What to produce: Continue the biographical article on the Colombian footballer Níver Arboleda from the point where it stops.

Text provided:

--

Níver Arboleda

Personal information
- Full name: Níver Arboleda Díaz
- Date of birth: 8 December 1967
- Place of birth: Puerto Tejada, Cauca, Colombia
- Date of death: 5 October 2011 (aged 43)
- Place of death: Guatemala City, Guatemala
- Position: Forward

Senior career*
- Years: Team / Apps / (Gls)
- 1988–1991: Atlético Nacional / 102 / (22)
- 1992–1995: Deportivo Cali / 147 / (61)
- 1995–1996: Veracruz / 29 / (5)
- 1996–2000: Zacatepec
- 2000–2001: RSD Zacatecas
- 2001: Zhejiang Greentown
- 2002–2003: Juventud Retalteca
- 2003: Antigua GFC

International career
- 1991–1995: Colombia / 5 / (0)

= Níver Arboleda =

Colombian footballer (1967–2011)

Niver Arboleda Díaz (8 December 1967 – 5 October 2011) was a Colombian professional footballer who played as a forward for Atlético Nacional, Deportivo Cali, Veracruz, Zacatepec and Zhejiang Greentown.

--

Raw data:
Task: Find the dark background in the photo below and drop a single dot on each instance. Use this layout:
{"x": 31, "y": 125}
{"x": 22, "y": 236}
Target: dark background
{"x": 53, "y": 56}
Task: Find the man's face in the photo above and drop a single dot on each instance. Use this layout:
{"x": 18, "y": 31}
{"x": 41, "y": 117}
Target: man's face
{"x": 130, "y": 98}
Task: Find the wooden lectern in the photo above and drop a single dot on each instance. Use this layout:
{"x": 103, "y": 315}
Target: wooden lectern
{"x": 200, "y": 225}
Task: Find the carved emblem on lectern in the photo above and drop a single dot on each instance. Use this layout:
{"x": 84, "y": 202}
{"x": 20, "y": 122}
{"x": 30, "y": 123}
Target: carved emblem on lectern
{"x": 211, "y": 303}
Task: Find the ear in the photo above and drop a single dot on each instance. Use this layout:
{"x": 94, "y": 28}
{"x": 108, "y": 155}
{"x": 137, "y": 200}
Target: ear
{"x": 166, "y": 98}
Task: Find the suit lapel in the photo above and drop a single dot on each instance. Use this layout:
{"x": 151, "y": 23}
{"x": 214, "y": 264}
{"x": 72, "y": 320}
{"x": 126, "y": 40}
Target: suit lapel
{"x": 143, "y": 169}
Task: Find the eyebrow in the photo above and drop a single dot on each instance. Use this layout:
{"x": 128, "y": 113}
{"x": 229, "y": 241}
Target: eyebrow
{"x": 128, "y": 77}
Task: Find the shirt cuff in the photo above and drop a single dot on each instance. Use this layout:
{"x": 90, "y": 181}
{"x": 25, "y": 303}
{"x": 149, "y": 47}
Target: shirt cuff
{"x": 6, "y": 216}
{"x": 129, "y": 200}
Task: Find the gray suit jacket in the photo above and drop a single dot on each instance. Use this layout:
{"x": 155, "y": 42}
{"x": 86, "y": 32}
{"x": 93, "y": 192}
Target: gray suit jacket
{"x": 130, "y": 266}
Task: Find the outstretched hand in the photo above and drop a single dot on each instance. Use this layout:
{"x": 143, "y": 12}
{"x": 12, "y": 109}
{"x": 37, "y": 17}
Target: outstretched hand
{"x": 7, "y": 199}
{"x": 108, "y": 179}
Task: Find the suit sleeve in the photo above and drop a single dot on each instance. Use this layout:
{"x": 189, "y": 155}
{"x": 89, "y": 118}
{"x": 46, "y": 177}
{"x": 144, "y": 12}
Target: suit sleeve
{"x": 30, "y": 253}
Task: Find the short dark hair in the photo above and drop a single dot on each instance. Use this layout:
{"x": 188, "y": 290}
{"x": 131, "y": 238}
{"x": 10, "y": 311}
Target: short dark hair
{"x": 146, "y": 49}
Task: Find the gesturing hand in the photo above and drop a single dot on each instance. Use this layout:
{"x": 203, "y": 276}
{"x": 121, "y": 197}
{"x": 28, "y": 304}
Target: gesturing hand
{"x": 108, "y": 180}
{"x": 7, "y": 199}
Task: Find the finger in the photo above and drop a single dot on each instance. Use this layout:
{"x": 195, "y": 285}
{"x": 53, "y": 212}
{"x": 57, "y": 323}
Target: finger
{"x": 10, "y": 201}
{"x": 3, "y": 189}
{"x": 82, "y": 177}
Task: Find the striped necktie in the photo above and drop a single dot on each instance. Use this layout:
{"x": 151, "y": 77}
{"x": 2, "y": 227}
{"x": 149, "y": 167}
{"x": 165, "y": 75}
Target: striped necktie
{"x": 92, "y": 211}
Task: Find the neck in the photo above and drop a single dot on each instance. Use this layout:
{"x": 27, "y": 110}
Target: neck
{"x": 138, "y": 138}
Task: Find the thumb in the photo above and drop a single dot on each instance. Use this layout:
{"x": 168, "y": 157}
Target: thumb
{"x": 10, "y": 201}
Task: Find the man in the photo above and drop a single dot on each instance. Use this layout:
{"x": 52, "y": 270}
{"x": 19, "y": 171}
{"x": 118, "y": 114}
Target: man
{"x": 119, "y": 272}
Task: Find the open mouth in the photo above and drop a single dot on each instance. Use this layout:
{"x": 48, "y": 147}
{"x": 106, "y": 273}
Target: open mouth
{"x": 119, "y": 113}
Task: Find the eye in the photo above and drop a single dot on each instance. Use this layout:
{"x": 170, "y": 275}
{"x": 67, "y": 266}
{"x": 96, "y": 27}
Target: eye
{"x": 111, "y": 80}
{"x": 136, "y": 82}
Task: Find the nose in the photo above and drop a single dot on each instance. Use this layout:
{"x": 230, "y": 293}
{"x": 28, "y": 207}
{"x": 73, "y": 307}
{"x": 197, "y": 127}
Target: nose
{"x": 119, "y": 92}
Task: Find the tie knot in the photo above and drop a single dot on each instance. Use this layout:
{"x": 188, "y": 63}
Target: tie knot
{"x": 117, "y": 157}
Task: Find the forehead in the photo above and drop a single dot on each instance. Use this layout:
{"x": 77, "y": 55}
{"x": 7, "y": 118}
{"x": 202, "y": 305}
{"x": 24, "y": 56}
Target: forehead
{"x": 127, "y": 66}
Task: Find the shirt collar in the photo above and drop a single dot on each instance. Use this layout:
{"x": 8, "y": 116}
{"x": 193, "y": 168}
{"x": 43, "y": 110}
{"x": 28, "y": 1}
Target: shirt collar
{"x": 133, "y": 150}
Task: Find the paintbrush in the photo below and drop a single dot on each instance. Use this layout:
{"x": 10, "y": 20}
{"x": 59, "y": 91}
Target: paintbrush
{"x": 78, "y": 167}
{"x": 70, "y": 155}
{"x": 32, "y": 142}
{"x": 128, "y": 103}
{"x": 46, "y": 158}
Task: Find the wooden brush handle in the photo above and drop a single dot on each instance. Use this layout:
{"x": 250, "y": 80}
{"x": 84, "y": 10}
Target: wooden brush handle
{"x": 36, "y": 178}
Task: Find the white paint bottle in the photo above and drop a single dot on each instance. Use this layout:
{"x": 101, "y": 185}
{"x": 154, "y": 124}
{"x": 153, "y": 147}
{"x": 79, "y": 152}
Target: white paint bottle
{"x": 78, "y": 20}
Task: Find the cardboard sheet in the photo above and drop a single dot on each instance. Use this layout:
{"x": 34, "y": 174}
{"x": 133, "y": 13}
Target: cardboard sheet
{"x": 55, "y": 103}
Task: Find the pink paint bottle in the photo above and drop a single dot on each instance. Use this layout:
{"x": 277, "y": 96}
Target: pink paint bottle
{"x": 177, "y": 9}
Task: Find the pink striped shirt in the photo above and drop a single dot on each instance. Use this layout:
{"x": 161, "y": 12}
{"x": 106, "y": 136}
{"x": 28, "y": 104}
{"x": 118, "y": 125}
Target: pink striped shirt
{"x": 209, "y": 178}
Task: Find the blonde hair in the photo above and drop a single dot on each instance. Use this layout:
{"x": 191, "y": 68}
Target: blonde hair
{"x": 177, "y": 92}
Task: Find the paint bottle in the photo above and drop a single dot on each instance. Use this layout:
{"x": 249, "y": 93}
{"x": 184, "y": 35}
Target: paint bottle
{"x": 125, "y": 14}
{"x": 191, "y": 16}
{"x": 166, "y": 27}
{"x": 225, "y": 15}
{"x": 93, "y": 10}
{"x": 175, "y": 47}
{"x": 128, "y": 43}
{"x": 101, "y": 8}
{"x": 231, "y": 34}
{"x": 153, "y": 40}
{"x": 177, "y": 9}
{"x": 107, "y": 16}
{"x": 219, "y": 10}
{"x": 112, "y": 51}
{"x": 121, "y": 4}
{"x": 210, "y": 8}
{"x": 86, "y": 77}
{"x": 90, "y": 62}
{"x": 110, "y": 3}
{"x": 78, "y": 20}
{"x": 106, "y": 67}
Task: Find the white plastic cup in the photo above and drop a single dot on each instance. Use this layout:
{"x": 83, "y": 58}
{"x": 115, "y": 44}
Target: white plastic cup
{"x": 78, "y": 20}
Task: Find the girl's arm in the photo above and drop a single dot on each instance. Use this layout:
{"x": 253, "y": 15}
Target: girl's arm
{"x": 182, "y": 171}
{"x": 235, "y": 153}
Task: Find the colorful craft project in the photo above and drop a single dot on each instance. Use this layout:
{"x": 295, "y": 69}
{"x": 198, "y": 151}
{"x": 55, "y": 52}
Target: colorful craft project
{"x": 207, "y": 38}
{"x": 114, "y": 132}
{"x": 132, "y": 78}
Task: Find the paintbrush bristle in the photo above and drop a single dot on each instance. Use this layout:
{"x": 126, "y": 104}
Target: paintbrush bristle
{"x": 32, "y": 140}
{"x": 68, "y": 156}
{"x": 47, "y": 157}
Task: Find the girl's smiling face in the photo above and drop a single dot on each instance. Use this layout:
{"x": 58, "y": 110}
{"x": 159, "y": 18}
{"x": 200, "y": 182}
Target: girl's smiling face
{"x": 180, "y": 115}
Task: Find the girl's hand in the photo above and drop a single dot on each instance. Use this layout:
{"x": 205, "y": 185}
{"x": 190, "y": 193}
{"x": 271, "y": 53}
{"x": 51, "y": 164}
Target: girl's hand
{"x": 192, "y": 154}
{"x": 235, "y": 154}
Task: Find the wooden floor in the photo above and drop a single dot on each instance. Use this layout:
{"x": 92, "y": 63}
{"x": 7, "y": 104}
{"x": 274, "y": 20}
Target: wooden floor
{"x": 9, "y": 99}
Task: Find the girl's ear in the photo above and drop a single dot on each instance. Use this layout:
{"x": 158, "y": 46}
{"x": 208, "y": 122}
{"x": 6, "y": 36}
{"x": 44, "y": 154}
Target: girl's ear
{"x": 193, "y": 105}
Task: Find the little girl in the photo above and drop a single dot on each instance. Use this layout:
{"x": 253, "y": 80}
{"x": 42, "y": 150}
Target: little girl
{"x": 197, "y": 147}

--

Result of this exercise:
==Club career==
Born in Puerto Tejada, Cauca, Arboleda began playing football at the Carlos Sarmiento Lora School. He turned professional with Atlético Nacional, where he would win the 1989 Copa Libertadores. Next, he made 147 league appearances for Deportivo Cali before moving abroad to play for Tiburones Rojos de Veracruz in the Mexican Primera División. After one season in Veracruz, he played for second division sides Zacatepec and Real Sociedad de Zacatecas. He finished his career playing in Guatemala with Antigua GFC and Juventud Retalteca.

==International career==
Arboleda also won four caps for the Colombia national team with two of them coming in the 1995 Copa America.

==Personal==
Arboleda died from a heart attack during a surgical procedure at a Guatemala City hospital at age 43.